→ **Prompt**: Gather every line in the material below that contains the word "blue" and copy each such line.

····················

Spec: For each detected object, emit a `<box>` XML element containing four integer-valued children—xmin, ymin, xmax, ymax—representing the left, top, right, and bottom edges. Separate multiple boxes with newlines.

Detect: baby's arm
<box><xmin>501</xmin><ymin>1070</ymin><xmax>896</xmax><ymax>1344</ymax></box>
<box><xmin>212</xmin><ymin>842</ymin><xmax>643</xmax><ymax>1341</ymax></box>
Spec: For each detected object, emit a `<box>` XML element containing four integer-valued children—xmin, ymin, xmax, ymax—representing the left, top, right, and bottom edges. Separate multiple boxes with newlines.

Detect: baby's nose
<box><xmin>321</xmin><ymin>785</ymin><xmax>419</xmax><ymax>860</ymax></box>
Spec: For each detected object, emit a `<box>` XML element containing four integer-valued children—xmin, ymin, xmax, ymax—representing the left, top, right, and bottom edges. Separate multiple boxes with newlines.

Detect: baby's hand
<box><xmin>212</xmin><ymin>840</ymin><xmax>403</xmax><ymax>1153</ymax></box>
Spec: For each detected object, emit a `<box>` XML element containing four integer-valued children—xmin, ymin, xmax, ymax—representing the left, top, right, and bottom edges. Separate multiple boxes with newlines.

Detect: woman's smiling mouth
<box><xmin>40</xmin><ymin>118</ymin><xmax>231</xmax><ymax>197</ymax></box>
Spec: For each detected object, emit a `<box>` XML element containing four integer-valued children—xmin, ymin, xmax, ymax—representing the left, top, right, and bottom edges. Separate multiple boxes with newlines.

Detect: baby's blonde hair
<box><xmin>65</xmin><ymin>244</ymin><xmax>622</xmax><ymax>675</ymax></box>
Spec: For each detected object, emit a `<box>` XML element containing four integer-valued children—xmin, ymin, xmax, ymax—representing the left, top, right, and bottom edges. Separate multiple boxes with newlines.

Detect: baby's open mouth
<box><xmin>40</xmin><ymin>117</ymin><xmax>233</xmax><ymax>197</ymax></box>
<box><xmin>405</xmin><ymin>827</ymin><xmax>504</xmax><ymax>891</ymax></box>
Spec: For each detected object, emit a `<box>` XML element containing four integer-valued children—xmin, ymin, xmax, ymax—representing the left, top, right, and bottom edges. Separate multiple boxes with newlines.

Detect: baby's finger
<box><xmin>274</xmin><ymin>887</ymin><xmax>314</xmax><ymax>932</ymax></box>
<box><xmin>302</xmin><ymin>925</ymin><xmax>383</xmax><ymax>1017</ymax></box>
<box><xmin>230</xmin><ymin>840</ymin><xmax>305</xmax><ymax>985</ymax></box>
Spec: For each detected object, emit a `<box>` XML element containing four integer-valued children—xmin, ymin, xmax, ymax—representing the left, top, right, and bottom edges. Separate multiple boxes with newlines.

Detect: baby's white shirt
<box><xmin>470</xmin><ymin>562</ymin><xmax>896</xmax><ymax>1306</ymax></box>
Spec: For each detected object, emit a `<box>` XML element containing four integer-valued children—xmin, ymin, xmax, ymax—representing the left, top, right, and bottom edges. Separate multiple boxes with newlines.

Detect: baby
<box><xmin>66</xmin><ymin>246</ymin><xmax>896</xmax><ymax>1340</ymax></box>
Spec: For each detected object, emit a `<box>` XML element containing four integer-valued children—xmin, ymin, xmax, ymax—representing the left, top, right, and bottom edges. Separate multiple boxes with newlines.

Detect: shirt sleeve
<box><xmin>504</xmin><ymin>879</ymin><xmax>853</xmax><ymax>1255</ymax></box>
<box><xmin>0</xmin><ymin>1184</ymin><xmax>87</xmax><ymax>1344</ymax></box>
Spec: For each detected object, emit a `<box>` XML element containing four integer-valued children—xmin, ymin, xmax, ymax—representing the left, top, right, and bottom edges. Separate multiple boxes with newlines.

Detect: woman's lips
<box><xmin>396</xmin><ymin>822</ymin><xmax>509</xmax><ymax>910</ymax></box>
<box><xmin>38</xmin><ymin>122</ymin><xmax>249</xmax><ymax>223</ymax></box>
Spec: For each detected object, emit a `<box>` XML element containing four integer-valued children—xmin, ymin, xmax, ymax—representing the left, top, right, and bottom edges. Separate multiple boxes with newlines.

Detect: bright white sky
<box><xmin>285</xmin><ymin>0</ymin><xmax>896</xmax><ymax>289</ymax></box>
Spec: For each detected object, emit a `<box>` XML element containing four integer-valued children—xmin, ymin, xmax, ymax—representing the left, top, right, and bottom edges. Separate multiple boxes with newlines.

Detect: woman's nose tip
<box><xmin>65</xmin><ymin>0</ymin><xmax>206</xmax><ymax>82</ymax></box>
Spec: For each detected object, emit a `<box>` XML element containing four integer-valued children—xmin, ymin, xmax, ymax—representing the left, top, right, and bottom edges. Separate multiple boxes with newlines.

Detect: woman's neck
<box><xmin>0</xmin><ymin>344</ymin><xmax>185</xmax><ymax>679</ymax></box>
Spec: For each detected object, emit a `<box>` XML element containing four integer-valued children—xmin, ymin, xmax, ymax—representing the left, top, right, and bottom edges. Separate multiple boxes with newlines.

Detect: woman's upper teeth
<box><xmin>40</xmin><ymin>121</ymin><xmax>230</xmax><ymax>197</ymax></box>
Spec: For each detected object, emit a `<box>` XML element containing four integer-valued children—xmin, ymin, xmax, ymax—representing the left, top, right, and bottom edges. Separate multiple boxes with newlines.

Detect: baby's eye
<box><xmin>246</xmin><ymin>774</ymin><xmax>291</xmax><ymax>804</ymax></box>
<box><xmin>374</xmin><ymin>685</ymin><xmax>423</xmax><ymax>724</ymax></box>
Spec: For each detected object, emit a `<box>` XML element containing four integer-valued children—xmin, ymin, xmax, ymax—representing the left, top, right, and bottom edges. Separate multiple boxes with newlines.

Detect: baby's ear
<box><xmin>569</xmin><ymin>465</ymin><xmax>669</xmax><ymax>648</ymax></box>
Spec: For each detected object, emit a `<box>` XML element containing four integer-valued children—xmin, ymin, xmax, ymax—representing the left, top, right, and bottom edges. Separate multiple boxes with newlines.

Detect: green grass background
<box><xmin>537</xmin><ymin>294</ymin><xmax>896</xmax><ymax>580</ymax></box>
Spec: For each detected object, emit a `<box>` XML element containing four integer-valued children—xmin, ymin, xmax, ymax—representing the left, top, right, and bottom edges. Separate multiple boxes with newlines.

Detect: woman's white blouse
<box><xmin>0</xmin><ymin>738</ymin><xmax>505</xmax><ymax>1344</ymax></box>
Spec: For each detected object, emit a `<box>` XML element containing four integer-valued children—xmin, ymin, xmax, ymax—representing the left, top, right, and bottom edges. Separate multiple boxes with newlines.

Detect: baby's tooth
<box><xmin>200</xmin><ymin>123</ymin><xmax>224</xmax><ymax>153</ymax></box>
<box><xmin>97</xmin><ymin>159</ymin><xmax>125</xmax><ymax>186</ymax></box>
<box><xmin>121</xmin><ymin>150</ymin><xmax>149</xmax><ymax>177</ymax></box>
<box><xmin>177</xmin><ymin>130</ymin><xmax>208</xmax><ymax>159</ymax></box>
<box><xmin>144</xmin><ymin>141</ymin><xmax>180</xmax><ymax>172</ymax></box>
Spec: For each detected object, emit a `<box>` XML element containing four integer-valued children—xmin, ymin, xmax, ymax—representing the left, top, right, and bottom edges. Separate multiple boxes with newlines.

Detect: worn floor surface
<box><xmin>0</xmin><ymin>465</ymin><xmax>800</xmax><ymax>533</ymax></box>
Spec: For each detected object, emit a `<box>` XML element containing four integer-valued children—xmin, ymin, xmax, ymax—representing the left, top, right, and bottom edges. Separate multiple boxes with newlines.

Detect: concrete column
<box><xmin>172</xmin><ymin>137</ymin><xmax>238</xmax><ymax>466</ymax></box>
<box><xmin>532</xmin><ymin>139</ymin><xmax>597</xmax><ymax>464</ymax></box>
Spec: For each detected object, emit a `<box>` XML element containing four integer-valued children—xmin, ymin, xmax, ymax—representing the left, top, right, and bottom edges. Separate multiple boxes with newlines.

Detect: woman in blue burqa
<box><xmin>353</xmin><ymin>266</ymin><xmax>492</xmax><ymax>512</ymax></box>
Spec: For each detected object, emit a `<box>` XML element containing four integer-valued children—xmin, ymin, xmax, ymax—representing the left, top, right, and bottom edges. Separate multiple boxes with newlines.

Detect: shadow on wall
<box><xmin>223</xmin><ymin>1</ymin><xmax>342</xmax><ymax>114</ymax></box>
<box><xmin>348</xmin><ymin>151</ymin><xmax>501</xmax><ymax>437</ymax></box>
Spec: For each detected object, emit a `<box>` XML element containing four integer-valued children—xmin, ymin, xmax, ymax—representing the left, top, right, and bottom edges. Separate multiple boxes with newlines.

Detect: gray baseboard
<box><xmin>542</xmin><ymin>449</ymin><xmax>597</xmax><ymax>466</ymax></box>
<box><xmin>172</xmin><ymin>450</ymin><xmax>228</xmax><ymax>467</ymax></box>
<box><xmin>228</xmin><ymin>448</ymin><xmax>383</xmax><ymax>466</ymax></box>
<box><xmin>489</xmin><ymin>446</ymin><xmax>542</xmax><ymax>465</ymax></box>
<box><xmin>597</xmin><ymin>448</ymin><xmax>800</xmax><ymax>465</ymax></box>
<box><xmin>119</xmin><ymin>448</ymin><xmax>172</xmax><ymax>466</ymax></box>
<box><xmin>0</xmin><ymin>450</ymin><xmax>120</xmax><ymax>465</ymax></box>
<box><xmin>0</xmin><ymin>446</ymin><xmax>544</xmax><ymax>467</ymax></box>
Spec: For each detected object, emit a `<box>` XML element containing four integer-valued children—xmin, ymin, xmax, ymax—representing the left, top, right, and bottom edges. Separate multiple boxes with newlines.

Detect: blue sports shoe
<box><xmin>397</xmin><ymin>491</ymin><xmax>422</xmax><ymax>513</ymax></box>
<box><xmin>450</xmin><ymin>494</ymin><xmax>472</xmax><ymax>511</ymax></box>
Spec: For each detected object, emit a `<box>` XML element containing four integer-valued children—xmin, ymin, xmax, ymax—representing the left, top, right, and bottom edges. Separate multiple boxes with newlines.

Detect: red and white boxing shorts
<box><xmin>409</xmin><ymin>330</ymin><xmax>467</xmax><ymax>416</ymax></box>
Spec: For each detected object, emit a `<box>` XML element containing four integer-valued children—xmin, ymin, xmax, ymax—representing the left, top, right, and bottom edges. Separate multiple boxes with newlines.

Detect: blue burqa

····················

→ **Written solution**:
Detect: woman in blue burqa
Detect: blue sports shoe
Detect: blue burqa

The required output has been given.